Segment Start: Supplied data
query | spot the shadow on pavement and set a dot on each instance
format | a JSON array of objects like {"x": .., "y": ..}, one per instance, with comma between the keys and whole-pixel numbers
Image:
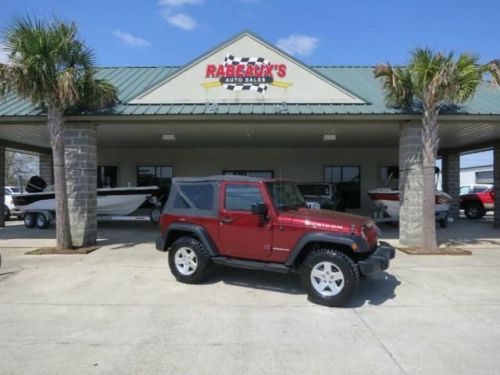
[{"x": 374, "y": 290}]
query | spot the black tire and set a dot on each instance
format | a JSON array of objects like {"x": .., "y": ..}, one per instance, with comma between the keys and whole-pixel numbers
[
  {"x": 340, "y": 262},
  {"x": 42, "y": 221},
  {"x": 190, "y": 275},
  {"x": 474, "y": 210},
  {"x": 29, "y": 220},
  {"x": 6, "y": 213}
]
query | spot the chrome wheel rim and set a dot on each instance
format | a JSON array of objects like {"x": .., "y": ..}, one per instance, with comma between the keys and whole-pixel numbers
[
  {"x": 473, "y": 211},
  {"x": 40, "y": 220},
  {"x": 327, "y": 279},
  {"x": 28, "y": 219},
  {"x": 186, "y": 261}
]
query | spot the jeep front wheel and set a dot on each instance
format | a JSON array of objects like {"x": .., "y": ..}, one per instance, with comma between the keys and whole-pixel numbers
[
  {"x": 474, "y": 210},
  {"x": 329, "y": 277},
  {"x": 188, "y": 260}
]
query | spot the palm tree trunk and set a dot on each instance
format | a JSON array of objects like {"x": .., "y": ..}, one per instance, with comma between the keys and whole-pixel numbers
[
  {"x": 55, "y": 122},
  {"x": 429, "y": 144}
]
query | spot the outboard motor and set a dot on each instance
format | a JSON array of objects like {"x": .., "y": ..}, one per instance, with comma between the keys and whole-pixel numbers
[{"x": 36, "y": 184}]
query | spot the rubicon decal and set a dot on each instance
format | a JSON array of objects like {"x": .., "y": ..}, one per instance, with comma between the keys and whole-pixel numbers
[{"x": 246, "y": 73}]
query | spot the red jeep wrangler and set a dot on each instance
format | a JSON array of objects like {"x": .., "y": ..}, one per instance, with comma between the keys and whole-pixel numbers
[
  {"x": 476, "y": 200},
  {"x": 264, "y": 224}
]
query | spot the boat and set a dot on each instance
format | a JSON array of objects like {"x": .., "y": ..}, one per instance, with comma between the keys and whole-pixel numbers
[
  {"x": 120, "y": 201},
  {"x": 387, "y": 203}
]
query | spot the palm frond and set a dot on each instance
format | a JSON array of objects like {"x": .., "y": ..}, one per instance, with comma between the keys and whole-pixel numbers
[
  {"x": 47, "y": 62},
  {"x": 493, "y": 68}
]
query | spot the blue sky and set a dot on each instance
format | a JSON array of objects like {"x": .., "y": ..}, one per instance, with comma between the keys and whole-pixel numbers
[
  {"x": 321, "y": 32},
  {"x": 318, "y": 32}
]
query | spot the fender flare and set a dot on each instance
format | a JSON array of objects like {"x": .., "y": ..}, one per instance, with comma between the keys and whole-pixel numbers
[
  {"x": 195, "y": 229},
  {"x": 334, "y": 239}
]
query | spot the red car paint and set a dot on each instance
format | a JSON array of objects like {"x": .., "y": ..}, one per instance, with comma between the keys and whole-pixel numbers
[
  {"x": 486, "y": 199},
  {"x": 241, "y": 234}
]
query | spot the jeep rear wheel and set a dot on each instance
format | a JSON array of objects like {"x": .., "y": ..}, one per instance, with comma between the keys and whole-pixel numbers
[
  {"x": 474, "y": 210},
  {"x": 188, "y": 260},
  {"x": 329, "y": 277}
]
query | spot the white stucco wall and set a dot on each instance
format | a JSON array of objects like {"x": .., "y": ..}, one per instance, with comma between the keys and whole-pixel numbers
[
  {"x": 301, "y": 164},
  {"x": 306, "y": 85}
]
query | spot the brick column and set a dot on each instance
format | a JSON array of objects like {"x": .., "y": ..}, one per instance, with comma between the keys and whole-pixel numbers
[
  {"x": 451, "y": 181},
  {"x": 46, "y": 168},
  {"x": 2, "y": 184},
  {"x": 81, "y": 174},
  {"x": 496, "y": 183},
  {"x": 410, "y": 184}
]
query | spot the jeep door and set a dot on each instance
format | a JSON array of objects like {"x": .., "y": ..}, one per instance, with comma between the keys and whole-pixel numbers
[{"x": 241, "y": 233}]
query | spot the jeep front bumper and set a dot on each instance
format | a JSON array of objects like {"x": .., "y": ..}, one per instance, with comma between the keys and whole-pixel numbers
[{"x": 378, "y": 261}]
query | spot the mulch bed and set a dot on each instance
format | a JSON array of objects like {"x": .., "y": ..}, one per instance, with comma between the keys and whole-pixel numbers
[
  {"x": 53, "y": 250},
  {"x": 434, "y": 251}
]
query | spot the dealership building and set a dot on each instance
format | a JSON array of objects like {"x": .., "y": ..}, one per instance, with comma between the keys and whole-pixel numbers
[{"x": 247, "y": 107}]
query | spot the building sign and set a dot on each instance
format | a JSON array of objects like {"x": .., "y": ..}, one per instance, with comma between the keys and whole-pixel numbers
[{"x": 246, "y": 73}]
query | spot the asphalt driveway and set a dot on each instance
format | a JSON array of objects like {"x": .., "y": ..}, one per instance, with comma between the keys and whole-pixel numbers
[{"x": 118, "y": 310}]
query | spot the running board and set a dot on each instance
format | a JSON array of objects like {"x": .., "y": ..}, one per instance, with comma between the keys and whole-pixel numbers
[{"x": 251, "y": 264}]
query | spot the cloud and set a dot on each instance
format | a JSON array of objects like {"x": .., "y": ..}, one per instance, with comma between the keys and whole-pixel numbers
[
  {"x": 297, "y": 44},
  {"x": 4, "y": 57},
  {"x": 181, "y": 20},
  {"x": 179, "y": 3},
  {"x": 130, "y": 39}
]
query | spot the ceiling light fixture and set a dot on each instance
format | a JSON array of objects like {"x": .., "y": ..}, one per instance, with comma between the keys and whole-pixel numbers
[
  {"x": 329, "y": 137},
  {"x": 168, "y": 137}
]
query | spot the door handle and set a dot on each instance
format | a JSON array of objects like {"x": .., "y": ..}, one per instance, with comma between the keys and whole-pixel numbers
[{"x": 226, "y": 220}]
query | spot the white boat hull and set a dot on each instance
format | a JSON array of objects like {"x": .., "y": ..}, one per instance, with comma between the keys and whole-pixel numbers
[{"x": 116, "y": 202}]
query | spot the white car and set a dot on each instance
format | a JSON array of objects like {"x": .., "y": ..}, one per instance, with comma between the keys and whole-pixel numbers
[{"x": 9, "y": 208}]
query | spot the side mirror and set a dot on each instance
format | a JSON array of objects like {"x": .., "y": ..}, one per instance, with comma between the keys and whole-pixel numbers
[{"x": 259, "y": 209}]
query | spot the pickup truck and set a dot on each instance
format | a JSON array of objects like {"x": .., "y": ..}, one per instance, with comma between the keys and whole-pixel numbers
[{"x": 264, "y": 224}]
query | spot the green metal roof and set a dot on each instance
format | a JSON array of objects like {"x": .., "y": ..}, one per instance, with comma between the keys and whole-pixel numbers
[{"x": 132, "y": 81}]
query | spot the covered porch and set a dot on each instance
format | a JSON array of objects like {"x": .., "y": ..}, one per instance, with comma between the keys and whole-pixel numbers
[{"x": 286, "y": 146}]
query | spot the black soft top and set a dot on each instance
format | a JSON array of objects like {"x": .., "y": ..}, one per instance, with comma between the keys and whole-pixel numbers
[{"x": 218, "y": 178}]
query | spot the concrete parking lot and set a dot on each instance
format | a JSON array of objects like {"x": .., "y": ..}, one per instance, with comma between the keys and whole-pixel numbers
[{"x": 119, "y": 310}]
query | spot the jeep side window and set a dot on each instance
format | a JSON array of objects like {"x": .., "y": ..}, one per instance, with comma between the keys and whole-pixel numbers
[
  {"x": 200, "y": 196},
  {"x": 241, "y": 197}
]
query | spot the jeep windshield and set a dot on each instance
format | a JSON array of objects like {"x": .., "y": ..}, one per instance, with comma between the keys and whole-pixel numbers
[{"x": 285, "y": 195}]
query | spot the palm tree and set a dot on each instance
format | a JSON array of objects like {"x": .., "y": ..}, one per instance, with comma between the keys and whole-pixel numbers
[
  {"x": 429, "y": 82},
  {"x": 52, "y": 68}
]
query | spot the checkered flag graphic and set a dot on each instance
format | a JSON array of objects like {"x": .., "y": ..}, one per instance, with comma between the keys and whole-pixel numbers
[{"x": 234, "y": 60}]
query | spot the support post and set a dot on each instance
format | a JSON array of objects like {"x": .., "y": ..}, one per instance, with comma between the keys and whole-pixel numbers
[
  {"x": 451, "y": 181},
  {"x": 496, "y": 184},
  {"x": 46, "y": 168},
  {"x": 2, "y": 185},
  {"x": 81, "y": 175},
  {"x": 410, "y": 184}
]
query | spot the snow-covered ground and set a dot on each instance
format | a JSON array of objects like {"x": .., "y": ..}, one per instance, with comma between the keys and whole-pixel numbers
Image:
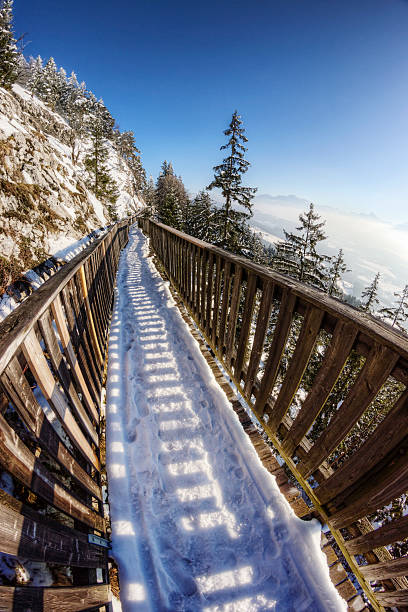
[{"x": 197, "y": 522}]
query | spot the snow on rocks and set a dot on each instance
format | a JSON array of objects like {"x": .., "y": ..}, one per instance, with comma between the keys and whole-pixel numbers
[{"x": 197, "y": 522}]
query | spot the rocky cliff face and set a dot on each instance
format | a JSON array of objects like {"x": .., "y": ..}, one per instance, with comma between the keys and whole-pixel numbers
[{"x": 44, "y": 202}]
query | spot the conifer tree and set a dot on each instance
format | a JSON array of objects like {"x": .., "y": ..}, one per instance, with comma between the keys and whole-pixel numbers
[
  {"x": 369, "y": 296},
  {"x": 171, "y": 197},
  {"x": 9, "y": 56},
  {"x": 101, "y": 183},
  {"x": 199, "y": 219},
  {"x": 297, "y": 256},
  {"x": 398, "y": 314},
  {"x": 228, "y": 178},
  {"x": 149, "y": 196},
  {"x": 337, "y": 268},
  {"x": 34, "y": 82}
]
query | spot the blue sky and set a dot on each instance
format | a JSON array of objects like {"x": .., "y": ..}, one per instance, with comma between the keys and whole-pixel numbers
[{"x": 322, "y": 87}]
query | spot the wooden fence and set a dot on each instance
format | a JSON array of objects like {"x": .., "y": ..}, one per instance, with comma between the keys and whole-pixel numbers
[
  {"x": 327, "y": 383},
  {"x": 52, "y": 357}
]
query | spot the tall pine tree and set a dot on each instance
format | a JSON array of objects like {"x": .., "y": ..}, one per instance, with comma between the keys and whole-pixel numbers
[
  {"x": 397, "y": 315},
  {"x": 9, "y": 56},
  {"x": 228, "y": 178},
  {"x": 369, "y": 296},
  {"x": 298, "y": 256},
  {"x": 337, "y": 268},
  {"x": 199, "y": 220},
  {"x": 171, "y": 197},
  {"x": 96, "y": 162}
]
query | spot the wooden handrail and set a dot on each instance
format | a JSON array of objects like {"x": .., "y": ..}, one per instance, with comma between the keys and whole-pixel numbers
[
  {"x": 52, "y": 356},
  {"x": 266, "y": 330}
]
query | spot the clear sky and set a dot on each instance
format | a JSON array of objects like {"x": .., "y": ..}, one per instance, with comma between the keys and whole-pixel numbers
[{"x": 322, "y": 86}]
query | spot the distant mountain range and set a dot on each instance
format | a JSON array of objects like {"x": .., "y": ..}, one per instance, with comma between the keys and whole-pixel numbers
[{"x": 370, "y": 245}]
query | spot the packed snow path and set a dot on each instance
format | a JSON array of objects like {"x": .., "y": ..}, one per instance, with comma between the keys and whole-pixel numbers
[{"x": 197, "y": 522}]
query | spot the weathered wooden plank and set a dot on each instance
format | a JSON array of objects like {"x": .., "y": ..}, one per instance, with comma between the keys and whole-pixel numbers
[
  {"x": 204, "y": 262},
  {"x": 392, "y": 598},
  {"x": 197, "y": 266},
  {"x": 376, "y": 330},
  {"x": 39, "y": 367},
  {"x": 94, "y": 336},
  {"x": 297, "y": 366},
  {"x": 224, "y": 305},
  {"x": 330, "y": 370},
  {"x": 25, "y": 403},
  {"x": 391, "y": 482},
  {"x": 22, "y": 536},
  {"x": 373, "y": 375},
  {"x": 389, "y": 569},
  {"x": 388, "y": 435},
  {"x": 15, "y": 327},
  {"x": 216, "y": 300},
  {"x": 61, "y": 370},
  {"x": 85, "y": 351},
  {"x": 78, "y": 338},
  {"x": 209, "y": 297},
  {"x": 73, "y": 361},
  {"x": 387, "y": 534},
  {"x": 17, "y": 459},
  {"x": 63, "y": 599},
  {"x": 246, "y": 325},
  {"x": 259, "y": 338},
  {"x": 92, "y": 297},
  {"x": 233, "y": 315},
  {"x": 276, "y": 349}
]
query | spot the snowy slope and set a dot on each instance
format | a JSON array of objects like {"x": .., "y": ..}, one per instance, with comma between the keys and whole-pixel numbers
[
  {"x": 45, "y": 207},
  {"x": 198, "y": 523}
]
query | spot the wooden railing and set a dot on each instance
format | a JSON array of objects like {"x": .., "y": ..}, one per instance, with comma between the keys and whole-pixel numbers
[
  {"x": 327, "y": 383},
  {"x": 52, "y": 357}
]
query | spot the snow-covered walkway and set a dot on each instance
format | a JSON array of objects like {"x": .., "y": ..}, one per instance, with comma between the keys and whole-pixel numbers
[{"x": 198, "y": 523}]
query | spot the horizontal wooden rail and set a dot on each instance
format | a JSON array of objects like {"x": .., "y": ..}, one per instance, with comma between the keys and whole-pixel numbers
[
  {"x": 328, "y": 384},
  {"x": 52, "y": 355}
]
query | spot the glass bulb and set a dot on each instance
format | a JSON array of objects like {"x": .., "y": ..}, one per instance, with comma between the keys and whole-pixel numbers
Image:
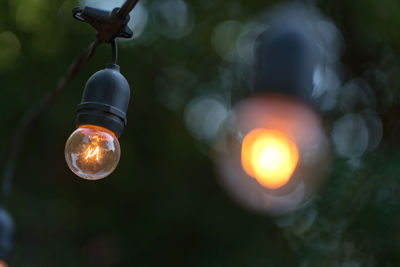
[
  {"x": 269, "y": 156},
  {"x": 92, "y": 152}
]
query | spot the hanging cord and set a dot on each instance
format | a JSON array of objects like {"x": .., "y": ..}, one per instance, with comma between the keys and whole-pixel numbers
[
  {"x": 114, "y": 47},
  {"x": 33, "y": 114}
]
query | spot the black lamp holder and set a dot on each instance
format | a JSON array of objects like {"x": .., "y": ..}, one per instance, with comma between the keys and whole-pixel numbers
[{"x": 106, "y": 96}]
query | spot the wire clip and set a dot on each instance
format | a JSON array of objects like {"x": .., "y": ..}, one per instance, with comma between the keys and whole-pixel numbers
[{"x": 108, "y": 24}]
Segment End: Supplied data
> [Task] For this exercise, copy each line of the data above exactly, from the first through the line containing "query | spot the jeep front wheel", and drop the pictures.

> [Completed task]
query | spot the shadow on pavement and set a dot on each instance
format | a JSON array of objects like {"x": .., "y": ..}, one per instance, with comma between the keys and whole-pixel numbers
Image:
[{"x": 374, "y": 290}]
query | spot the black tire and set a dot on each instance
format | a JSON array of objects like {"x": .., "y": ..}, one per instance, with comma between the keys and whole-pixel numbers
[
  {"x": 340, "y": 262},
  {"x": 42, "y": 221},
  {"x": 190, "y": 275},
  {"x": 474, "y": 210},
  {"x": 29, "y": 220},
  {"x": 6, "y": 213}
]
query | spot the chrome wheel rim and set a dot on each instance
format | a JSON array of objects like {"x": .., "y": ..}, one per instance, with comma between the keys and whole-pixel numbers
[
  {"x": 473, "y": 211},
  {"x": 40, "y": 220},
  {"x": 327, "y": 279},
  {"x": 28, "y": 219},
  {"x": 186, "y": 261}
]
query | spot the jeep front wheel and set a dot on each instance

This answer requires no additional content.